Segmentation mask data
---*---
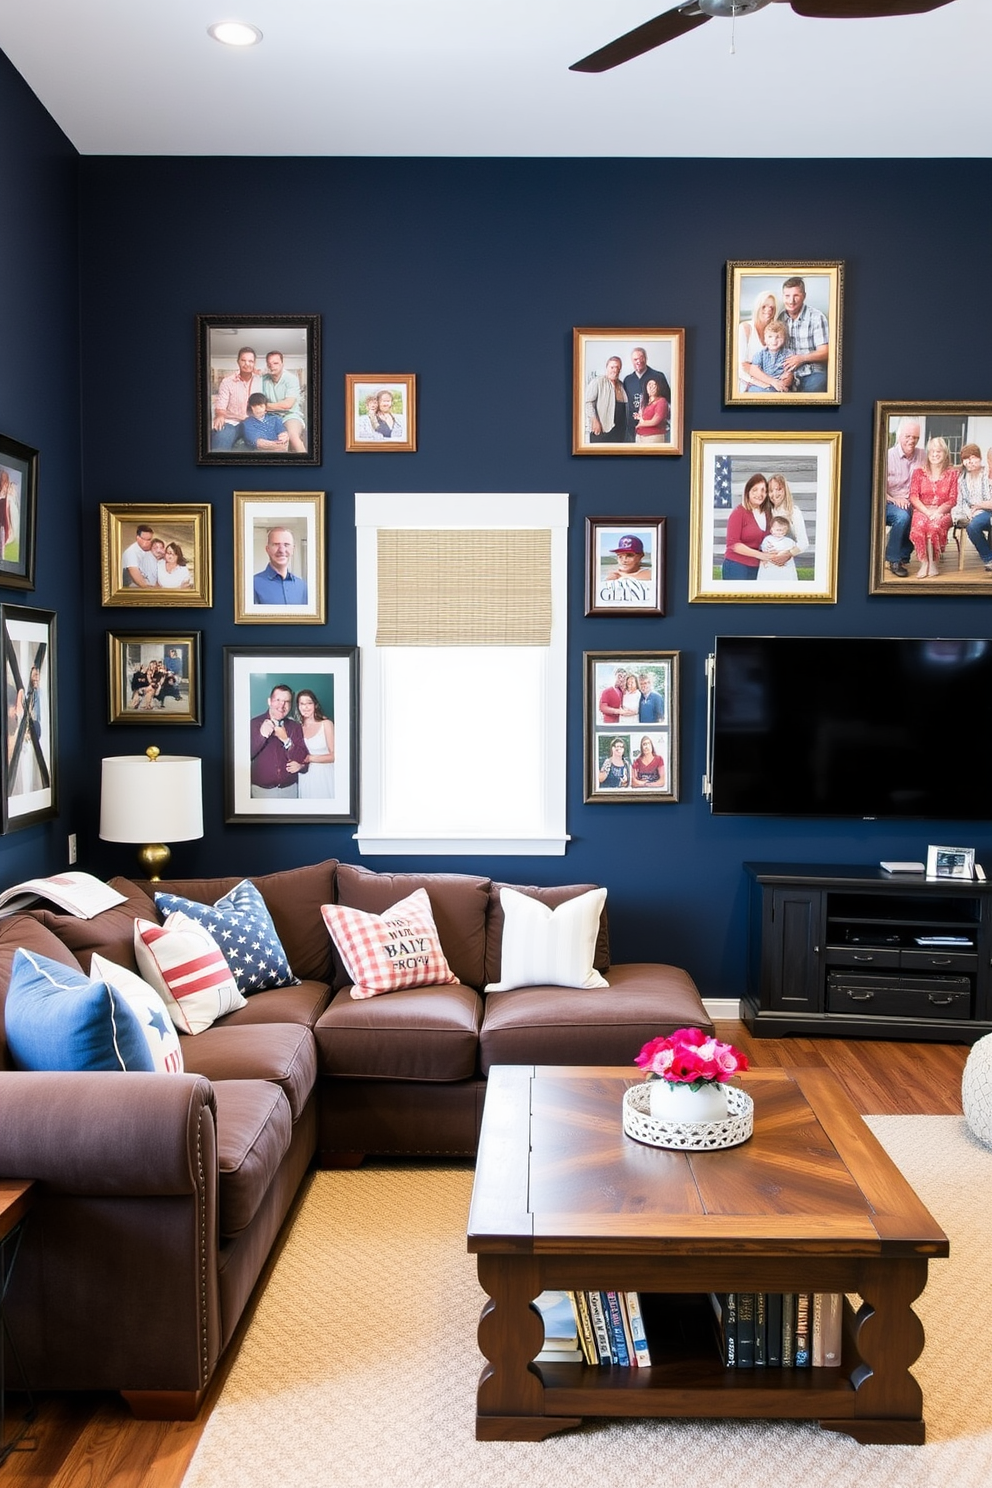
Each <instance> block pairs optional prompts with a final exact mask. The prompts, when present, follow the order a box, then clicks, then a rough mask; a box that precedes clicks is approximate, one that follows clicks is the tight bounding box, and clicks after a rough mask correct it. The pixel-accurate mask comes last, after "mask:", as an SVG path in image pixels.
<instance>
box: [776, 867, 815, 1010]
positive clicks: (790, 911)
mask: <svg viewBox="0 0 992 1488" xmlns="http://www.w3.org/2000/svg"><path fill="white" fill-rule="evenodd" d="M767 915H769V923H767V924H766V945H767V960H766V981H764V998H763V1006H766V1007H769V1009H773V1010H775V1012H794V1013H819V1012H822V957H821V948H822V915H824V896H822V893H819V891H818V890H814V888H773V890H772V891H770V894H769V896H767Z"/></svg>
---*---
- [Task instructions]
Substitute "points" for every occurrence of "clicks" in all the records and reproduce them with nothing else changed. Omit the pictures from your answer.

- [Written solution]
Each <instance> block pairs optional prompts with a final exact mask. The prompts, when present, follow the order a box, then points, then a rough mask; a box that precedes points is approximate, one that follows points is the tight bounding box, and points after a rough mask correct it. The pixel-accurate mask comes last, after "mask:", as an SVG path in image pixels.
<instance>
box: [776, 867, 815, 1010]
positive points: (790, 911)
mask: <svg viewBox="0 0 992 1488" xmlns="http://www.w3.org/2000/svg"><path fill="white" fill-rule="evenodd" d="M767 915H769V923H767V924H766V945H767V960H766V981H764V998H763V1006H766V1007H769V1009H773V1010H775V1012H794V1013H819V1012H822V957H821V948H822V915H824V896H822V893H819V891H818V890H814V888H773V890H772V891H770V894H769V896H767Z"/></svg>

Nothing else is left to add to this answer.